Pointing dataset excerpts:

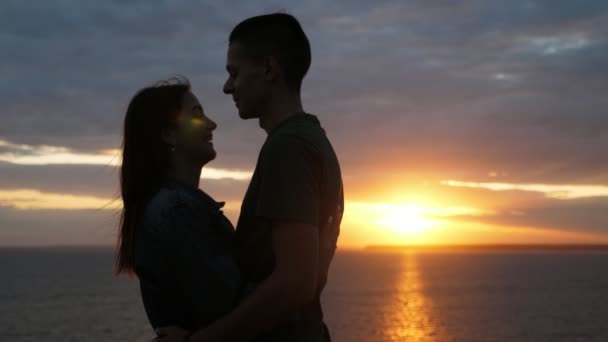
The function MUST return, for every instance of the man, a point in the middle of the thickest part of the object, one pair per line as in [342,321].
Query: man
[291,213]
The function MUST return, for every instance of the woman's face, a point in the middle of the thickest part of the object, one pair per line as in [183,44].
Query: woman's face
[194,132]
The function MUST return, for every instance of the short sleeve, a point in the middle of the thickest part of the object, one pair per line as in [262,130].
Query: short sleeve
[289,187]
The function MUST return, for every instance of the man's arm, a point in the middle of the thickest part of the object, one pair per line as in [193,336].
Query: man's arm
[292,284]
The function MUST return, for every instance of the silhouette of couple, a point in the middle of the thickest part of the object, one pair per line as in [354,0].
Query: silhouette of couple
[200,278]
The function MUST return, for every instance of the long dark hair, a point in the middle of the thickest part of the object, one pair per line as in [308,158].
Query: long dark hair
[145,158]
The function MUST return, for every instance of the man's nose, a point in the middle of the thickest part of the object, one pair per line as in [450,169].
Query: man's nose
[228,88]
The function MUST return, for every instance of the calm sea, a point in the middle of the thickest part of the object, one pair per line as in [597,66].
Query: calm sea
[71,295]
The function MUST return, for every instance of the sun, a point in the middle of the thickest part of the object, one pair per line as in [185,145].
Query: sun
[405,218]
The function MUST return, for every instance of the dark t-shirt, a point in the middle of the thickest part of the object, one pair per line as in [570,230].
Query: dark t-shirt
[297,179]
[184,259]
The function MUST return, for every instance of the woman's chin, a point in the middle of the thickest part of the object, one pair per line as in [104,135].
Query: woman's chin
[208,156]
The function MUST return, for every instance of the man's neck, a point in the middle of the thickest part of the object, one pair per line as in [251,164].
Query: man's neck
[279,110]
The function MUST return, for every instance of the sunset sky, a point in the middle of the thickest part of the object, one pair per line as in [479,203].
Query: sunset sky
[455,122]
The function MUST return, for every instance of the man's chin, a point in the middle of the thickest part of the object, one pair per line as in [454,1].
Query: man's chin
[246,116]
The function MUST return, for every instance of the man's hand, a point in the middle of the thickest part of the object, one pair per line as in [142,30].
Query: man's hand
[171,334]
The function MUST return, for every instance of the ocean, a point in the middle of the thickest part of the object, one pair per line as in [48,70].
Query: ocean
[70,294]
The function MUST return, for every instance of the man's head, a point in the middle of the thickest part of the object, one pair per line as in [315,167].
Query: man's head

### [INSTRUCTIONS FOR THE TASK]
Repeat the lines above exactly, and keep every picture out.

### [TASK ANSWER]
The function MUST return, for every instance of the man, a point in the middle of the thickest part of the object, one pair per line as in [342,321].
Query: man
[291,213]
The function MUST return, for every instance of the woman's face, a point in the middle of the thickest part of the object, one pair per line as in [183,44].
Query: woman's face
[194,132]
The function MUST return, for every instance of the short sleeve, a point in the middle of the thickest part of the object, one pair per line as in [262,130].
Query: short sleeve
[289,187]
The function MUST return, for every instance of the man's arm, a point in the middle of the thickest part of the object, one pair per line as in [193,336].
Query: man's arm
[292,284]
The function MUST return, for every instance of the silhouette of couple, a point in the middle of the thickest part of the object, one pair per line as in [354,0].
Query: silhouette of couple
[200,278]
The function MUST return, for every instance of the long dark hair, a point in the middle of the thickest part of the object, one pair per line as in [308,158].
Query: long dark hair
[145,158]
The function MUST return, for every instance of the man's nose, a point in the middle of the thickest part of the object, one pair per line as in [450,169].
Query: man's nose
[228,88]
The function MUST return, for every instance of the calm sea, a point in the middle of the thickest part of the object, one pair per line as in [597,66].
Query: calm sea
[71,295]
The function MUST return, for every instance of the sun, a point in the middle of the thickest part of the object, one pair per line as in [185,145].
Query: sun
[405,218]
The function MUST return, for every instance of the dark t-shirt, a point in the middle of the thickest part of the object, one pair per line as in [570,230].
Query: dark t-shirt
[297,179]
[184,259]
The function MUST return, for every instance of the woman's chin, a point in the middle of the thickest part of the object, one pair per line as in [104,135].
Query: woman's chin
[208,156]
The function MUST return, for every instance of the man's neck, a point in the middle of the thickest part of the object, one pair per line as in [251,164].
Query: man's neck
[279,110]
The function MUST return, for every instance of the sunset sky, a point in the middle of the thickest part of the object, one pair per line as in [479,203].
Query: sunset sky
[455,122]
The function MUST return, for every instance of the man's chin, a point in the middle of the thickest part of the object, one pair per line as in [454,1].
Query: man's chin
[246,116]
The function MUST return, for every instance of the man's hand, a point in the middle of the thickest part of the object, one pair per line as in [142,30].
Query: man's hand
[171,334]
The function MUST return, for every instance of the ocean, a point in the middle of the thickest part of the object, one pair per line as in [48,70].
Query: ocean
[70,294]
The function MUST return, for every instance of the man's head, a point in the middle of the thickest part of the object, one pair per line as in [315,167].
Query: man's head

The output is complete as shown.